# Set exercise
Write out, unchanged, every line of the entries below from the one containing "Give the innermost point of each instance of the sky, as" down to the one containing "(1085, 830)", including both of those lines.

# Records for the task
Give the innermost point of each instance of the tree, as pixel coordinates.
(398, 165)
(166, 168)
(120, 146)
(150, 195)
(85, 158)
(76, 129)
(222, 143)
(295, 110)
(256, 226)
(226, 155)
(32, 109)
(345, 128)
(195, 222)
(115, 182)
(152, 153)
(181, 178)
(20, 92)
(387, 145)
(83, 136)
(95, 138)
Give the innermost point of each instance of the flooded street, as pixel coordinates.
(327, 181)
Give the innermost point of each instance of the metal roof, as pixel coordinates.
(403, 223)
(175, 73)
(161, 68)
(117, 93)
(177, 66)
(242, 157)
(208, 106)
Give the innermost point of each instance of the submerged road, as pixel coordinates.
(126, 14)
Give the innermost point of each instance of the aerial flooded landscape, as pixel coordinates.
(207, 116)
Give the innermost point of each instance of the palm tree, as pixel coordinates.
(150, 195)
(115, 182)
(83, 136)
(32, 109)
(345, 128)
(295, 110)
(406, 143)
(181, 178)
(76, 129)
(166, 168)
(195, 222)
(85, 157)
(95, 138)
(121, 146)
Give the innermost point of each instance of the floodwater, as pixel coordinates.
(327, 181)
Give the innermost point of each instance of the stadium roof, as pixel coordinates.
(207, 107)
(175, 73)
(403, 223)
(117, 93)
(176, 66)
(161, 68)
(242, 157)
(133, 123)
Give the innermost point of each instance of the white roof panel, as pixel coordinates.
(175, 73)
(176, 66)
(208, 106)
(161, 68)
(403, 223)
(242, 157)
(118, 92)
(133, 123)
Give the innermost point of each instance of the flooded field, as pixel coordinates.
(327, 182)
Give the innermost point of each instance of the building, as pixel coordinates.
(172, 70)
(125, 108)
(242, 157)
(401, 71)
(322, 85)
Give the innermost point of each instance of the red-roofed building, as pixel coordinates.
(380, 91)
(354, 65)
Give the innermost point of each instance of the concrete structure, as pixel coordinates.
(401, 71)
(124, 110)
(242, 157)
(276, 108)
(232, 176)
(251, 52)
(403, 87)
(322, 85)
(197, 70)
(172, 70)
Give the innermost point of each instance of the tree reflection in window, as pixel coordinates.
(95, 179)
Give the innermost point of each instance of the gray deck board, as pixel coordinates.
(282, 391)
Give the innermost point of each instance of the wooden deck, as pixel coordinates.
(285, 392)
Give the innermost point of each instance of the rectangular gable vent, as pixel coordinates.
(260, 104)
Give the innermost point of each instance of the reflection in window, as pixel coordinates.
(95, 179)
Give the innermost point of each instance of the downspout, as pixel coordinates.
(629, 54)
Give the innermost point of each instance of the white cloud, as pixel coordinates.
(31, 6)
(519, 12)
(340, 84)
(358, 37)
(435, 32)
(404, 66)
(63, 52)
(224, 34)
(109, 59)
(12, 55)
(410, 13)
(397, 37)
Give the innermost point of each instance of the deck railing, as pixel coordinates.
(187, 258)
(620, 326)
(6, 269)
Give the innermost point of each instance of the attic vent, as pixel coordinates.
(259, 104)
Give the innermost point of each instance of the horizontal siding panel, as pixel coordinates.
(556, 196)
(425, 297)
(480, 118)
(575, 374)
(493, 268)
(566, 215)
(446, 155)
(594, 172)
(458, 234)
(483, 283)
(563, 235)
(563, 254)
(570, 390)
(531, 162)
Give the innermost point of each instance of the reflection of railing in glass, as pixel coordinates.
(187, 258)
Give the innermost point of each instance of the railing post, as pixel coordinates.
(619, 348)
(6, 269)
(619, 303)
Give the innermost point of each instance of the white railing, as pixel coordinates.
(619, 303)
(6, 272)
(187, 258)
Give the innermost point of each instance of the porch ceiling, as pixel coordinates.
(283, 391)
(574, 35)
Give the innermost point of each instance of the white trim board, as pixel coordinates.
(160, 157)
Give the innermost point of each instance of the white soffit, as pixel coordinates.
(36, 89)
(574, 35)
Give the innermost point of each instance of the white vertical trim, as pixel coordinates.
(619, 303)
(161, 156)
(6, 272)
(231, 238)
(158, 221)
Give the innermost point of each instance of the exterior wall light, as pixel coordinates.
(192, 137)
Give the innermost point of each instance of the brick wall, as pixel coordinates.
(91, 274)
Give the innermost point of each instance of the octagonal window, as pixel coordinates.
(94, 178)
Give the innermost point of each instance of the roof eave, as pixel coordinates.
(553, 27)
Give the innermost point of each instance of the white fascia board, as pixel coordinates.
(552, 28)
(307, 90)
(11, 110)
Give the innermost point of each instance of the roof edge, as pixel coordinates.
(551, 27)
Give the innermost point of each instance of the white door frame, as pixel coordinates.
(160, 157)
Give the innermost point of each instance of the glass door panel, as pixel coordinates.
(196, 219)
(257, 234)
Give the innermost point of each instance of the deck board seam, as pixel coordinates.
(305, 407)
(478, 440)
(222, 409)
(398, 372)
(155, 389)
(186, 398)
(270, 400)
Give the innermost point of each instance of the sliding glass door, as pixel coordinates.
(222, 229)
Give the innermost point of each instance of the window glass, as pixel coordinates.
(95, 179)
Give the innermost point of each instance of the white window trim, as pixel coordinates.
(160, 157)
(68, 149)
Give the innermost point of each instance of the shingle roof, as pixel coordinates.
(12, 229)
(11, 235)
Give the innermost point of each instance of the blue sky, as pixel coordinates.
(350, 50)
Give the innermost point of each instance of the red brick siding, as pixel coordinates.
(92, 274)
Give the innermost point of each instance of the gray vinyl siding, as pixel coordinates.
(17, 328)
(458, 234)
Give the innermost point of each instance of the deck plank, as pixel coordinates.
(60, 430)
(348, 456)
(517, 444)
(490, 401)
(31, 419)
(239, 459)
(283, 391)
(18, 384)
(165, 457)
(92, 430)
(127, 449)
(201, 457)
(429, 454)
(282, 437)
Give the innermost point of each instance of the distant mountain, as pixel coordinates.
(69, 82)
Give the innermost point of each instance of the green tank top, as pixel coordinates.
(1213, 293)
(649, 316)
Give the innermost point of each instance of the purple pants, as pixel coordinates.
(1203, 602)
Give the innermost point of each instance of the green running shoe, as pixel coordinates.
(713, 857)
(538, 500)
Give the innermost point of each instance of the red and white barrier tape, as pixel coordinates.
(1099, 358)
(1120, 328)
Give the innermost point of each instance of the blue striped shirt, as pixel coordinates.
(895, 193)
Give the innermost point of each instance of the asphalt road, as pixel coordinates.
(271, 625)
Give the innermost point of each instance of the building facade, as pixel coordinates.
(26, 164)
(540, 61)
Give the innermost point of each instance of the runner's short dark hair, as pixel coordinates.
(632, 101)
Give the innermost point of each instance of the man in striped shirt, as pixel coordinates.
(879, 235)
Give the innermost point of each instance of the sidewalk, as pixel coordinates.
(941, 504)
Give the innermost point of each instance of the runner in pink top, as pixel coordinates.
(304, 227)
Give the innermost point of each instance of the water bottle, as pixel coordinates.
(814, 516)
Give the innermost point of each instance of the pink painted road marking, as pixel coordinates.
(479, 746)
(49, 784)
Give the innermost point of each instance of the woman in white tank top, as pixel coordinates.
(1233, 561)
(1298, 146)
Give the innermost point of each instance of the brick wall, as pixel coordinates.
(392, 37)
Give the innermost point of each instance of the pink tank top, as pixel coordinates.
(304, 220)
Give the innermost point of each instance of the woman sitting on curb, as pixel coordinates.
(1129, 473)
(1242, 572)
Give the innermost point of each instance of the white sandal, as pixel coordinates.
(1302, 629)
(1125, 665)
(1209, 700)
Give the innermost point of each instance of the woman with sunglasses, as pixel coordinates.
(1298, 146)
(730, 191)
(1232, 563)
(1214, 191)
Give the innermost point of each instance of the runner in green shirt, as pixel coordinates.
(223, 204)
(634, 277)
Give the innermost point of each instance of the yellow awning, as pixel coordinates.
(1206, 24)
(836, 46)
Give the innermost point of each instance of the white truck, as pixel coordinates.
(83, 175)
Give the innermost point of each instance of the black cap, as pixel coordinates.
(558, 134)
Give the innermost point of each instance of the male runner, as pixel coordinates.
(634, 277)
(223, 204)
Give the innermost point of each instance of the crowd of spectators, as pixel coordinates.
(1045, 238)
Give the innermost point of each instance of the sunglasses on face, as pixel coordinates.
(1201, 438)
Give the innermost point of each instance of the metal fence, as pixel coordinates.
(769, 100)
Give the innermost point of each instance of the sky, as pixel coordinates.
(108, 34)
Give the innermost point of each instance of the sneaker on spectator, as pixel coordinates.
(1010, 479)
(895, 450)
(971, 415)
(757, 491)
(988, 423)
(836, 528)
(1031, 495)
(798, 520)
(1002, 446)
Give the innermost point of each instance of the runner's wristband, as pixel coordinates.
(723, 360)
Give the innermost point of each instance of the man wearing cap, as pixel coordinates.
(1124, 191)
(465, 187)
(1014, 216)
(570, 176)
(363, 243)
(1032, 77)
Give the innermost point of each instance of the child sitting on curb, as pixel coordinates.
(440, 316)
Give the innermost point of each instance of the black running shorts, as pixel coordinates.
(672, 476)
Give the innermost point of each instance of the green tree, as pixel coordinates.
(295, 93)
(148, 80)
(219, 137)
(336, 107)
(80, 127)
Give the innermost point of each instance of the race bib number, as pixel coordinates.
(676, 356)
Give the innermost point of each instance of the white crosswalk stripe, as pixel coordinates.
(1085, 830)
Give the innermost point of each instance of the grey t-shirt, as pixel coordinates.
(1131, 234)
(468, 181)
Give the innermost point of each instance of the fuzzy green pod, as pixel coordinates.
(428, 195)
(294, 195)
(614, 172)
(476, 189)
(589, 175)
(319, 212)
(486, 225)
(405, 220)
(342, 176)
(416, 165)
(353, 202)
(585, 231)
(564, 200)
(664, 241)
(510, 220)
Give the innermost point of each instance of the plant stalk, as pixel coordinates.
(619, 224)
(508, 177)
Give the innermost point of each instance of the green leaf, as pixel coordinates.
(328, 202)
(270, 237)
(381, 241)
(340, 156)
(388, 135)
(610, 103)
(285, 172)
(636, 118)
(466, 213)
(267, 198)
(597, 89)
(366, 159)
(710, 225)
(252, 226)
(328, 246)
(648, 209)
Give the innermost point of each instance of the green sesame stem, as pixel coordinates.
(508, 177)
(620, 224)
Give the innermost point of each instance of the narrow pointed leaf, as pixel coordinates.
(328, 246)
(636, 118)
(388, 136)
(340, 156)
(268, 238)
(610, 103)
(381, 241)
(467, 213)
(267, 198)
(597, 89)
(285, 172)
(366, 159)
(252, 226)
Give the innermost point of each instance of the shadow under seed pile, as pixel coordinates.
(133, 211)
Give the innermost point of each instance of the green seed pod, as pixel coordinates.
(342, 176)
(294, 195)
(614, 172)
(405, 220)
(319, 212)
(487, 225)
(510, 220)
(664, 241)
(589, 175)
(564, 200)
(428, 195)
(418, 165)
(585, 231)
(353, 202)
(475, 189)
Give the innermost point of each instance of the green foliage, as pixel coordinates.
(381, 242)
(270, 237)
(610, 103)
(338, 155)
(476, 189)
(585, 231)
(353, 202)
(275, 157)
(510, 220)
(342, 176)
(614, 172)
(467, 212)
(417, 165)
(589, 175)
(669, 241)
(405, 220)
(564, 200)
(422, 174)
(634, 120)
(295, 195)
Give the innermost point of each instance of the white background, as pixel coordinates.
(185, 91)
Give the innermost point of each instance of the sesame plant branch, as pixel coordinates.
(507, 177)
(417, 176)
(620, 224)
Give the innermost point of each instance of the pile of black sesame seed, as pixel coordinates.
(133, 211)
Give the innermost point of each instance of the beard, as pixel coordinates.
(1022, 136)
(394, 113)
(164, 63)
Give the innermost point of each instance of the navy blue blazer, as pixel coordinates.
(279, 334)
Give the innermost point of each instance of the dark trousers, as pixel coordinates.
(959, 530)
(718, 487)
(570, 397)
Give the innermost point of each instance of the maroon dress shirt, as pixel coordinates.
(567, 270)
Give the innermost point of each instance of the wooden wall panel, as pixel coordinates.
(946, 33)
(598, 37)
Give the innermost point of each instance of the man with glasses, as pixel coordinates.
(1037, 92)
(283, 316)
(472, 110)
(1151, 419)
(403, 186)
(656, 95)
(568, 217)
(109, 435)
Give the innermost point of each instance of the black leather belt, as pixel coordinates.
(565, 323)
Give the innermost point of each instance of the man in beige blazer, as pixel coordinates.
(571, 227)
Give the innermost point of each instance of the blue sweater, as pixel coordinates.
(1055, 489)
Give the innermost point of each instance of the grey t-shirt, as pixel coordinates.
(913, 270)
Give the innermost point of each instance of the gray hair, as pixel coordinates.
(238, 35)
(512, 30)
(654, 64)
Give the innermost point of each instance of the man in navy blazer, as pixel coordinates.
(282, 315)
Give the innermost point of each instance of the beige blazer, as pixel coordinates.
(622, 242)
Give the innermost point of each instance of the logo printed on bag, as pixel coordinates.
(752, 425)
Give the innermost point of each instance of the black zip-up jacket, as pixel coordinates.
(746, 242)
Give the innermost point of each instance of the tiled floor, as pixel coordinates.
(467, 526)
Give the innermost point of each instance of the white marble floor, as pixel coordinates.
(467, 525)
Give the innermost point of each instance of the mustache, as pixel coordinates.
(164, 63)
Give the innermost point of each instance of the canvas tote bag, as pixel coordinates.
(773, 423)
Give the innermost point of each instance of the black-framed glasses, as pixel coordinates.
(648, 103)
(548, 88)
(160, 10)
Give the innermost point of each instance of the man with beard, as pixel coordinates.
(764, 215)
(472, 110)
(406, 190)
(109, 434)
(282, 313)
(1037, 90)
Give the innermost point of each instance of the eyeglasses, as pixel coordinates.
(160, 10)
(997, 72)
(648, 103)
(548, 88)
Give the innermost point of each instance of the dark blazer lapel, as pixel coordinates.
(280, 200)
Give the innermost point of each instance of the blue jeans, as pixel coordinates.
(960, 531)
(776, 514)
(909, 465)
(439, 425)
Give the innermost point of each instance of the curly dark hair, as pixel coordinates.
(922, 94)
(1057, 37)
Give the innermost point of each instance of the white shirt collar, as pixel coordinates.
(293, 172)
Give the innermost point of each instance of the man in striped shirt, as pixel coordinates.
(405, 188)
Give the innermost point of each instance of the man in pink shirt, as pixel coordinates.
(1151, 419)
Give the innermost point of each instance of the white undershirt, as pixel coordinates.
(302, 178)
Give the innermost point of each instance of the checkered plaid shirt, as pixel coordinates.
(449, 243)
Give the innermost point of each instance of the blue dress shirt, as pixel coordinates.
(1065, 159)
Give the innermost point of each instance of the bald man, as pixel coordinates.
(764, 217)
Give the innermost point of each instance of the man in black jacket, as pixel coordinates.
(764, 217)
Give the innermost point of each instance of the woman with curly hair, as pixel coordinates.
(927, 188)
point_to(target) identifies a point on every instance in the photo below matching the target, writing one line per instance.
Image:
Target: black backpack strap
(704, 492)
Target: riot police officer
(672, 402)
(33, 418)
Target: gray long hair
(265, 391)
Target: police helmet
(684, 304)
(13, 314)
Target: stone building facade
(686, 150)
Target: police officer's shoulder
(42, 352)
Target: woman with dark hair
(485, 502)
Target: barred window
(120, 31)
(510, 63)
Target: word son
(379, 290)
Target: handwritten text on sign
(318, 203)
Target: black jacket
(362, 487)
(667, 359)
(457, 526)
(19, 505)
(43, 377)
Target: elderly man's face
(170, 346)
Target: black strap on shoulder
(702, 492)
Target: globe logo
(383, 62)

# Complete answer
Give the innermost point of each instance of the sky, as pixel coordinates.
(108, 34)
Give the innermost point of each instance of the sneaker on spectator, as pixel coordinates.
(1010, 479)
(895, 450)
(971, 415)
(757, 491)
(988, 423)
(836, 528)
(1031, 495)
(798, 520)
(1002, 446)
Give the innermost point of each instance of the runner's wristband, as pixel coordinates.
(723, 360)
Give the innermost point of each instance of the man wearing cap, as pixel coordinates.
(1124, 191)
(465, 187)
(1014, 216)
(570, 176)
(363, 243)
(1032, 77)
Give the innermost point of each instance of the child sitting on curb, as pixel coordinates.
(440, 316)
Give the innermost point of each instance of the black running shorts, as pixel coordinates.
(672, 476)
Give the innermost point of each instance of the green tree, as pixel coordinates.
(295, 93)
(148, 80)
(219, 137)
(336, 107)
(80, 127)
Give the innermost point of each instance of the race bib number, as pixel coordinates.
(676, 356)
Give the innermost point of each instance of the white crosswalk stripe, as pixel coordinates.
(1085, 830)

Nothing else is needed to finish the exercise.